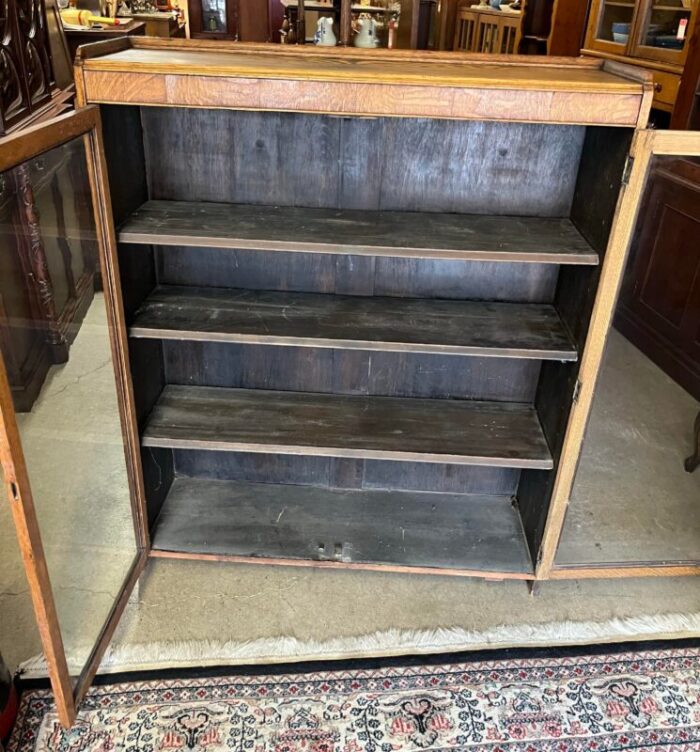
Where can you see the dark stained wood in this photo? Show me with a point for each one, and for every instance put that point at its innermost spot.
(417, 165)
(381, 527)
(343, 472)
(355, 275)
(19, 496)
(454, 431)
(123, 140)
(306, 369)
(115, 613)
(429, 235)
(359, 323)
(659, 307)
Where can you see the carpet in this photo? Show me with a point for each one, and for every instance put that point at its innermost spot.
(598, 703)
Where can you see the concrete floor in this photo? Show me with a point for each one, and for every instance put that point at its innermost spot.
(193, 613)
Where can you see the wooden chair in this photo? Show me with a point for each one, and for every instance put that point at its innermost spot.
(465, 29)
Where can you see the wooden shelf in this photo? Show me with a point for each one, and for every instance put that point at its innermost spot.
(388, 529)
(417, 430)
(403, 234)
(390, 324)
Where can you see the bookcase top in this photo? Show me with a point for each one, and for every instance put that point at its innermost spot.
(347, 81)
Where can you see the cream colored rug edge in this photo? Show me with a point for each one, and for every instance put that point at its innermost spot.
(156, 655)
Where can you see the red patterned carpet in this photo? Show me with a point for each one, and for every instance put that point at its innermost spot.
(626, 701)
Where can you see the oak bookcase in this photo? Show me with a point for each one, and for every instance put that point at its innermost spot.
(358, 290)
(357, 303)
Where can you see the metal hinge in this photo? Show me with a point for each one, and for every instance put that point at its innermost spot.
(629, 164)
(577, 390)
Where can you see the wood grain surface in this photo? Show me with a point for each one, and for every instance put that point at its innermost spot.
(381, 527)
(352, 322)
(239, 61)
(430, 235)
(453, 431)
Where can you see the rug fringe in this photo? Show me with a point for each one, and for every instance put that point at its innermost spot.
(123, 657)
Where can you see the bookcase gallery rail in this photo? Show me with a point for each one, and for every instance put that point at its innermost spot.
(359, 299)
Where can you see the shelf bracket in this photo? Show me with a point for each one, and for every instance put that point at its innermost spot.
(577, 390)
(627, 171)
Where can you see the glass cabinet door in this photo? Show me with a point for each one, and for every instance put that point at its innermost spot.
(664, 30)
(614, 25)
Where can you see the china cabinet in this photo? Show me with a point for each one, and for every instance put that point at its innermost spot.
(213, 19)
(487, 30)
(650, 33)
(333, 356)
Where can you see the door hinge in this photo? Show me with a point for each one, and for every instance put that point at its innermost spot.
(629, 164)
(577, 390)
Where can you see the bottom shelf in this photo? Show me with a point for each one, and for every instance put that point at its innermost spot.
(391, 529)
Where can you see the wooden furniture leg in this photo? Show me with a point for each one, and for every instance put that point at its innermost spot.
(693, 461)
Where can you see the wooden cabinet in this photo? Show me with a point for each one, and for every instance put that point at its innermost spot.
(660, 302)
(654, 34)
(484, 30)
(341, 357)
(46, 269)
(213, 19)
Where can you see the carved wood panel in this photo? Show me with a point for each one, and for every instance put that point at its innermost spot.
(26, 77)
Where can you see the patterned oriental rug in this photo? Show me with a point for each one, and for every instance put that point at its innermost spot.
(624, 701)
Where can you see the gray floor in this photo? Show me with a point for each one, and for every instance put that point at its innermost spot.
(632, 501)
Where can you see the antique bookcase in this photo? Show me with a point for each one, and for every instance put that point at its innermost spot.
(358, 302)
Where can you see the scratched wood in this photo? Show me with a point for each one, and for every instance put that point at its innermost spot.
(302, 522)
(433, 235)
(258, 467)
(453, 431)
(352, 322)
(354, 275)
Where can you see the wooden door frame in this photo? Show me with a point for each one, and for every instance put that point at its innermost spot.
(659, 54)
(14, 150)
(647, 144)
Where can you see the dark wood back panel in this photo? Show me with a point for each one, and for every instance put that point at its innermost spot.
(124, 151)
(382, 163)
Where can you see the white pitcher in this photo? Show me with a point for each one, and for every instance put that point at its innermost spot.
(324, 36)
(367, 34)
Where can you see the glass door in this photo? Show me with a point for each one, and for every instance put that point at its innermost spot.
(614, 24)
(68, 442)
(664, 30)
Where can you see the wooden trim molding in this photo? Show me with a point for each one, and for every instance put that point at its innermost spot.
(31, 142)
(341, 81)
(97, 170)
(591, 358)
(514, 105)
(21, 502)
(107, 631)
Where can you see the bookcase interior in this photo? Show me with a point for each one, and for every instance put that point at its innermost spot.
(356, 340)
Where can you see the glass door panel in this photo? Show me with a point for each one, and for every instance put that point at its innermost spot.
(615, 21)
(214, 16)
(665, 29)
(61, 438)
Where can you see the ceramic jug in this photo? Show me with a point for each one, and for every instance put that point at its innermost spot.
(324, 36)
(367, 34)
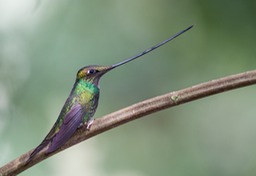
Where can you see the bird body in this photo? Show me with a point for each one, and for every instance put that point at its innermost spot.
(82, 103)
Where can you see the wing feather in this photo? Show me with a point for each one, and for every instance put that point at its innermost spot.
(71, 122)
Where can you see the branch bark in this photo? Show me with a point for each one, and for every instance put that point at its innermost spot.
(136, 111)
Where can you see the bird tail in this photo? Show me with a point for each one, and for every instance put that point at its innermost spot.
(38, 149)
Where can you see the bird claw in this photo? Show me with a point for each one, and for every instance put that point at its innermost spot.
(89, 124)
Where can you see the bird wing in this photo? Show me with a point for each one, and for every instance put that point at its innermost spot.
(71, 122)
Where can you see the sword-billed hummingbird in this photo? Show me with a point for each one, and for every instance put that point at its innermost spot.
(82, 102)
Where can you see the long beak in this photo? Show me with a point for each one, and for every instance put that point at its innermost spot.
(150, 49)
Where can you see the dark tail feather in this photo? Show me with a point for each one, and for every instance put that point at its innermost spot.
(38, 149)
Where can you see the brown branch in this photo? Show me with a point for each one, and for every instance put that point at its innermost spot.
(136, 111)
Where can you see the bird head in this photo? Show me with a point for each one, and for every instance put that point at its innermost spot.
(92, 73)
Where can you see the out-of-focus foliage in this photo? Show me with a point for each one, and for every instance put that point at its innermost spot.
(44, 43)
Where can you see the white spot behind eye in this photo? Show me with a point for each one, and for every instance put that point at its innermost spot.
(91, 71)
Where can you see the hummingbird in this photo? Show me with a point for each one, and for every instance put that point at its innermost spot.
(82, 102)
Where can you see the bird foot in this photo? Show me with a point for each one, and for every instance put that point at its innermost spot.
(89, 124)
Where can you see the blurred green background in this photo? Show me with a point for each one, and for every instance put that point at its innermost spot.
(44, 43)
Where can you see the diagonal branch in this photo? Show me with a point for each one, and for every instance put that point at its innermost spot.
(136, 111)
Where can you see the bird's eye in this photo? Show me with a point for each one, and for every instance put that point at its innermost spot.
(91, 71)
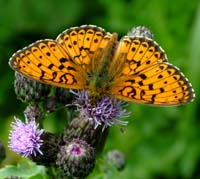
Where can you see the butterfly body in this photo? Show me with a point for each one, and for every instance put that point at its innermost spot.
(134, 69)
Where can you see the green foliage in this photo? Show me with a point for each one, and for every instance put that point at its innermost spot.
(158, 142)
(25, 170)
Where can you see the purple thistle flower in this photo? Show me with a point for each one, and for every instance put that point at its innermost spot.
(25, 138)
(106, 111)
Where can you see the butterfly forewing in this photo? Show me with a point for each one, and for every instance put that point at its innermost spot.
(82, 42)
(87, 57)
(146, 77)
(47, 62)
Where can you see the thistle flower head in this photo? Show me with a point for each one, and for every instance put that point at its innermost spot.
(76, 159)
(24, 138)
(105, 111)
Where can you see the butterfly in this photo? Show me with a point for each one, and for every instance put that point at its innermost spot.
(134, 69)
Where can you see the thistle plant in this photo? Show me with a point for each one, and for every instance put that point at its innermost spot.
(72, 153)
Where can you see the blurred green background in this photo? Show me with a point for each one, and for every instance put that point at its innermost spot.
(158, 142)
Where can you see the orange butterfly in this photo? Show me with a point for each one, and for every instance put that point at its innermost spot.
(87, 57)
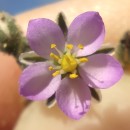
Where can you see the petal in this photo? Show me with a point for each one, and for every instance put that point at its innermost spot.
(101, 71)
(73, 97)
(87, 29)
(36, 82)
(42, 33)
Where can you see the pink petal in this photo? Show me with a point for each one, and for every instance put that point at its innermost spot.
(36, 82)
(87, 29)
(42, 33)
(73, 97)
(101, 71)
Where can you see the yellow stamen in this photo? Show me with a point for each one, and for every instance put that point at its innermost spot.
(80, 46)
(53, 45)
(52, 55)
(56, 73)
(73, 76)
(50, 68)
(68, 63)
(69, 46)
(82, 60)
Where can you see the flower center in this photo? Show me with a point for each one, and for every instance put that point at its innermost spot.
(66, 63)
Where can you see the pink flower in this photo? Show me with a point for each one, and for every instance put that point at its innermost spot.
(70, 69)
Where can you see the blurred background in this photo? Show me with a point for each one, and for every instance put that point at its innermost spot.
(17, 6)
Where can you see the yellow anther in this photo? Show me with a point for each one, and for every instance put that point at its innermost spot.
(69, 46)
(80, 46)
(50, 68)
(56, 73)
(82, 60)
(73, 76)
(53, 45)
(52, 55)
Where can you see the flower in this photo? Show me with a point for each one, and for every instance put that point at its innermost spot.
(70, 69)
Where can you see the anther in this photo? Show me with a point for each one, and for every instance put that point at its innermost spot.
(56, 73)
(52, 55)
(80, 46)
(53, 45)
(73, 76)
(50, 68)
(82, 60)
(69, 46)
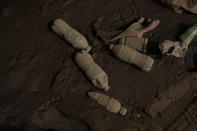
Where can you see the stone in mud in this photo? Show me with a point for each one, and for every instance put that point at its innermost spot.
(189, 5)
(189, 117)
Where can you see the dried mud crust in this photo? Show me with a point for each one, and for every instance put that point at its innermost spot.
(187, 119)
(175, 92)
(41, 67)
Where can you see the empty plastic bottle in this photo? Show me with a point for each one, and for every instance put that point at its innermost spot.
= = = =
■ **Task directions**: The answer consists solely of the lines from the one holding "Where can you see the flower in" through the last line of the entries above, set down verbatim, without any pictures.

■ **Response area**:
Where can you see the flower in this photo? Show me with a point for each one, and for every instance put that point at its innermost spot.
(70, 69)
Where can you see the anther in this photo? Show me with a point for each one, and for every instance put that point at its innermost spot.
(56, 73)
(52, 55)
(80, 46)
(53, 45)
(73, 76)
(50, 68)
(82, 60)
(69, 46)
Where can you see the stone in mud in this photo? Show me with a point for each one, and for every instance put that point at its innermost spot.
(189, 5)
(189, 117)
Where can you see the dried mud crust in this photo? Show me with a point for each one, and for every instance put that point at its innermost spot.
(187, 119)
(175, 92)
(41, 67)
Where can you see the empty plastic bottle in this photo? Show me with a point for each one, and for every instance put that point at its innermost spot.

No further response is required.